* _THE TASK_
Give a verbatim copy of the lines below, minus the pictures.
═══ DATA FOR ANALYSIS
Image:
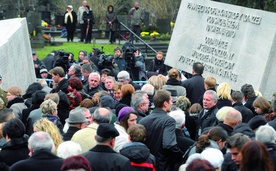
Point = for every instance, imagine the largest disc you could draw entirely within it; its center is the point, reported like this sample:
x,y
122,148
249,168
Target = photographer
x,y
107,62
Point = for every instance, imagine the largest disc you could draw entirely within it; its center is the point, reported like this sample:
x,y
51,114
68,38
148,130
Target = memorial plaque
x,y
235,44
16,67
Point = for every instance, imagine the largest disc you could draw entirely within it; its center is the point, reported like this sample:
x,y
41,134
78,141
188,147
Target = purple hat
x,y
124,112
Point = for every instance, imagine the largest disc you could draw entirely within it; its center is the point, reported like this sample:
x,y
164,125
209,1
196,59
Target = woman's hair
x,y
255,157
45,125
117,86
263,104
87,103
127,89
183,103
75,162
48,106
75,83
200,165
224,91
215,134
15,90
157,81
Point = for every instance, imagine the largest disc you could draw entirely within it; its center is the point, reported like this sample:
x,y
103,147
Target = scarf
x,y
66,17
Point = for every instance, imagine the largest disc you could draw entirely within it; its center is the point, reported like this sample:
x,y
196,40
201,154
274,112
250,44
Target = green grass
x,y
75,47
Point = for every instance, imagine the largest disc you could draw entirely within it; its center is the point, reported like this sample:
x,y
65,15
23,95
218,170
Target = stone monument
x,y
235,44
16,67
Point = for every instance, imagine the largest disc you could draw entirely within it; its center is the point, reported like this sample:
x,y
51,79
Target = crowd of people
x,y
92,117
84,17
88,114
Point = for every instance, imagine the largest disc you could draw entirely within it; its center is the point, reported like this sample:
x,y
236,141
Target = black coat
x,y
139,154
245,112
161,139
14,151
71,25
183,142
194,88
61,86
41,160
104,158
70,132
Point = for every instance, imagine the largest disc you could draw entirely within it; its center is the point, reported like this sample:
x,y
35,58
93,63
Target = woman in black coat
x,y
111,23
70,21
88,18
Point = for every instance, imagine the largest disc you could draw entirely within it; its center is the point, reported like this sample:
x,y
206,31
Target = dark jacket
x,y
183,142
138,154
194,88
245,112
15,150
206,120
70,132
62,85
111,17
158,66
228,164
161,139
108,160
271,148
41,160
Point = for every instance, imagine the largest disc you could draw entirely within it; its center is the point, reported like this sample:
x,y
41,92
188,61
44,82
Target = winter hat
x,y
256,121
214,156
124,112
107,101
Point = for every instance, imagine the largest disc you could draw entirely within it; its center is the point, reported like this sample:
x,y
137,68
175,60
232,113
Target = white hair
x,y
68,149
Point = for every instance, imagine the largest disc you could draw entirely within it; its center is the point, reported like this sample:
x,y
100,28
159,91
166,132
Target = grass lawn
x,y
75,47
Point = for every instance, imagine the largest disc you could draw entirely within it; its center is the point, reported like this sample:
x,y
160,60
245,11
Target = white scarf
x,y
66,17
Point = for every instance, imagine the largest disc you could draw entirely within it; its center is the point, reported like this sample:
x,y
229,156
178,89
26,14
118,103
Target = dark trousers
x,y
70,35
82,27
136,29
88,35
111,36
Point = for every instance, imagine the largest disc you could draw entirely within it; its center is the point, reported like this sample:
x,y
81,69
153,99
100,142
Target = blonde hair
x,y
48,106
157,81
15,90
224,91
210,82
45,125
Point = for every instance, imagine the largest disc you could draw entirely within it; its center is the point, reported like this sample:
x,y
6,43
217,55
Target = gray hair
x,y
68,149
213,93
148,88
95,74
266,134
87,68
102,115
137,99
41,141
179,117
123,75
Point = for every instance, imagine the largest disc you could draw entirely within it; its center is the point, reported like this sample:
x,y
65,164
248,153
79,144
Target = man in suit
x,y
41,148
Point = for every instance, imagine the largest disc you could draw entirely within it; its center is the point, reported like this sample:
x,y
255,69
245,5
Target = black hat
x,y
107,130
256,122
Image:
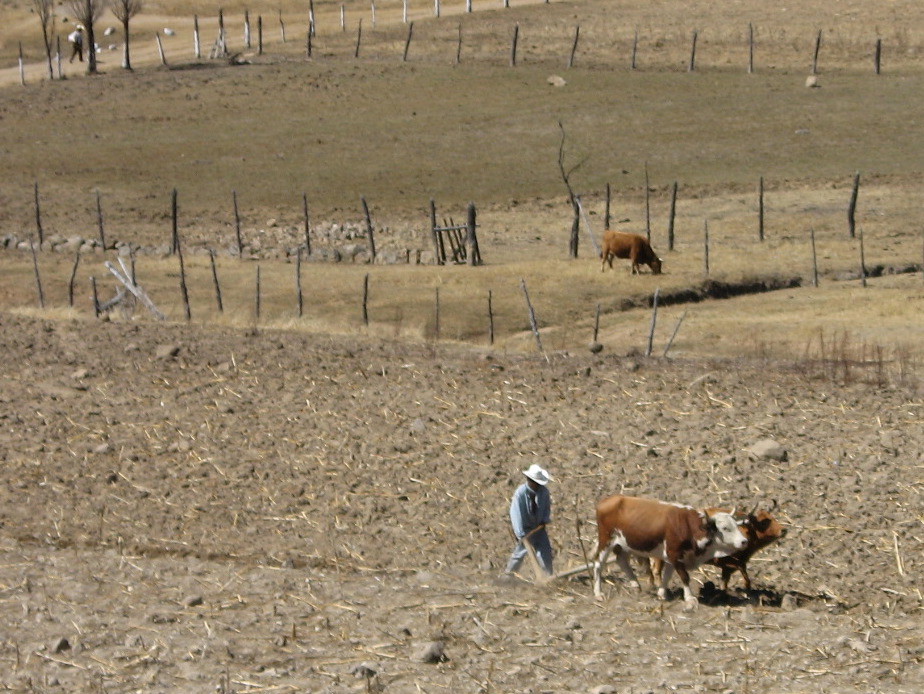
══════
* _YOUR SOLUTION_
Image:
Point = for every instance, imagine the largest disc you could draw entirely within it; its center is the point, reported like this sample:
x,y
122,148
249,168
Target = photographer
x,y
107,62
Point = for every instance, imagine the largest disc you could draw entirely within it; its center is the point, reported like this sample:
x,y
51,114
68,38
148,130
Target = memorial plaque
x,y
235,44
16,67
Point = for every instance, imagine the largest disc you could draw entirely within it; its center is the point, reported like this sample:
x,y
41,134
78,141
188,147
Target = purple hat
x,y
124,112
Point = for every instance, imagine the largest disc you could draw entirely within it; its center is the point, reported like this sample:
x,y
164,125
209,1
196,59
Target = woman's hair
x,y
255,157
45,125
117,86
263,104
87,103
127,89
183,103
75,162
48,106
75,83
200,165
224,91
215,134
15,90
157,81
Point = for every instance, imagine the largest disc you could draw entirely within it; its center is the point, reported like this sample:
x,y
103,147
Target = scarf
x,y
66,17
Point = for every instance, imagine the largest disc you could draw entirely within it; its center is the point, reported like this sample:
x,y
196,40
201,154
274,112
250,44
Target = green grass
x,y
75,47
Point = for every instance, imagine the largest disc you could draw entirely within it; its center is the point, reported like this sample:
x,y
65,15
23,95
218,170
Target = stone monument
x,y
235,44
16,67
Point = for every instance, imagine the largest disc you could draw entirely within it; its center is the point, reported like this sample:
x,y
51,79
Target = crowd of people
x,y
92,117
84,17
88,114
Point = for every instance, imagine the largest disc you could draw entirely within it; its center is the point, reported like this sample:
x,y
236,141
Target = black coat
x,y
139,154
245,112
161,139
14,151
71,25
183,142
194,88
61,86
41,160
104,158
70,132
Point = for every instance, imagine the largest disc you could draw entirely within it; its center is the point, reported like this sample:
x,y
35,58
93,63
Target = woman in black coat
x,y
111,23
70,21
88,18
Point = for every instance, imagine the largest disc you could draw entirely within it; its center is the point, reported like this sample:
x,y
206,31
Target = dark jacket
x,y
183,142
138,154
194,88
245,112
15,150
206,120
70,132
62,85
111,17
158,66
228,164
161,139
108,160
271,148
41,160
Point = for every instance, imagine the largest disc you could draw entirely within it; its center is the point, reported like this sample:
x,y
41,92
188,61
44,82
Target = winter hat
x,y
256,121
214,156
124,112
107,101
Point = for every instance, imagine the largest disc you could draw entirely within it; its center is the point, reported like this sample:
x,y
137,68
175,60
232,113
Target = white hair
x,y
68,149
Point = for every instance, imagine the largest disc you could draw entirely within it; its center is the point, reported like this sample:
x,y
100,28
159,91
166,132
Target = grass lawn
x,y
75,47
Point = for every instance, imagine the largest disc you could draw entirely within it; its center is the point, reported like this sample:
x,y
160,60
245,11
Target = white scarf
x,y
66,17
Point = for every instance, imagine the largest disc you could draw entirely within it; its center is the point, reported like this sample:
x,y
229,156
178,89
26,14
118,103
Target = dark trousers
x,y
70,35
82,27
136,29
88,35
111,36
Point = for every instance, imagine the largest disc you could draw entirely within it; its center is the point, reported like this sample:
x,y
81,69
153,99
100,142
Target = blonde hair
x,y
48,106
157,81
15,90
224,91
210,82
45,125
Point = for every instance, imagine the largest disc you could draw entirely within it; its center is the point, reported like this sample:
x,y
6,43
217,55
Target = gray hair
x,y
68,149
213,93
148,88
95,74
266,134
87,68
102,115
137,99
41,141
179,117
123,75
Point = for every instance, imagine the largest disc you could draw entirely within it; its center is the point, reported like this sample:
x,y
65,164
248,153
79,144
Target = man in suit
x,y
41,148
Point = for every instance, imagine the largest disc you could draw entirely within it; its center is the point, reported like this sample:
x,y
255,69
245,5
Target = black hat
x,y
107,130
256,122
Image:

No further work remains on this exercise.